───── Verilen metin
Aslî ve hükmî her canlı, tabiattaki zıddiyet prensibi gereği kendisinin zıddı olan varlıkla etkileşim içinde varlığını sürdürür. Yani varlığı zıddıyla kâimdir. Mesela erkek-dişi, gece-gündüz, Âdem-şeytan, cennet-cehennem, eksi-artı, sağ-sol, iyi-kötü, doğu-batı, İslâm- Hıristiyanlık gibi örnekler dünyanın ya da hayatın "zıtların etkileşimi veya mücadelesi sonucu oluşan denge/ler" üzerinde döndüğünü anlatmaktadır. Yani, her canlının hayatî gelişim şartları zıddıyla dengelenir. Dolayısıyla, hayat sürekli bir denge prensibi üzerinde devam eder ve böyle olduğu için de bir anlam kazanır. Diğer yandan, bu kanun gereği, dünya var oldukça zıt kutuplardan birisi diğerini ortadan kaldıramaz. Aksi halde hayatın anlamı kalmaz, varlık boşlukta veya anlamsız kalır.
──────────
───── Sağlanan malzeme
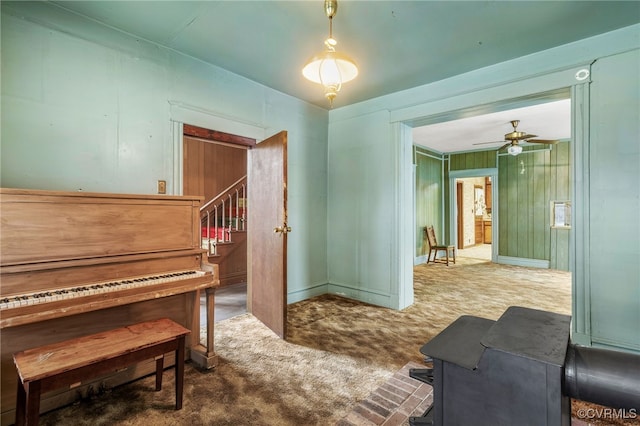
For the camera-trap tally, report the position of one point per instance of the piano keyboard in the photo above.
(96, 288)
──────────
__Görev listesi__.
- a) Zıddiyet prensibine dair metne göre zıt kutuplardan biri diğerini ortadan kaldırsaydı ne olurdu?
- b) Zıddiyet prensibine dair metinde "Aslî ve hükmî" ile "veya anlamsız kalır." arasındaki bölümü, bu iki ifade de dahil olmak üzere, tekrar yaz.
- c) Zıddiyet prensibine dair metni kaldığı yerden sürdür.

__Görev cevapları__.
- a) Hayatın anlamı kalmaz, varlık boşlukta veya anlamsız kalırdı.

- b)
Aslî ve hükmî her canlı, tabiattaki zıddiyet prensibi gereği kendisinin zıddı olan varlıkla etkileşim içinde varlığını sürdürür. Yani varlığı zıddıyla kâimdir. Mesela erkek-dişi, gece-gündüz, Âdem-şeytan, cennet-cehennem, eksi-artı, sağ-sol, iyi-kötü, doğu-batı, İslâm- Hıristiyanlık gibi örnekler dünyanın ya da hayatın "zıtların etkileşimi veya mücadelesi sonucu oluşan denge/ler" üzerinde döndüğünü anlatmaktadır. Yani, her canlının hayatî gelişim şartları zıddıyla dengelenir. Dolayısıyla, hayat sürekli bir denge prensibi üzerinde devam eder ve böyle olduğu için de bir anlam kazanır. Diğer yandan, bu kanun gereği, dünya var oldukça zıt kutuplardan birisi diğerini ortadan kaldıramaz. Aksi halde hayatın anlamı kalmaz, varlık boşlukta veya anlamsız kalır.

- c)
Birbirine zıt varlıkların etkileşimi ya da mücadelesi sonucunda ortaya çıkan dengenin asıl anlamı ise, hayatı mümkün ve devamlı kılan pozitif değerlerdir. Aslında, zıddiyet kanununun varoluşsal hedefi de bu değerlerin ortaya çıkışını sağlamaktır.

İki zıt kutbun ortasında oluşan denge alanında, ezelden kıyamete kadar bu pozitif değerler taşınacaktır. Hz. Âdem'e bir insan olarak yüklenen "emânet" de işte hayatı mümkün kılan bu pozitif değerler ya da evrensel insani değerlerdir. Aslında, her çeşit canlı bu değerlerin korunması ve sonraki nesillere taşınmasına katkısı oranında pozitif bir değer ve anlam kazanır.

Bu katkı ne kadar azalırsa, canlının varlığı da o kadar anlamsızlaşır ve o derece yok oluşa sürüklenir. İşte tarih ilmini evrensel insani değerler manzumesini belirlemede rakipsiz kılan yanı, bu işte asli vasıta olması olmalıdır.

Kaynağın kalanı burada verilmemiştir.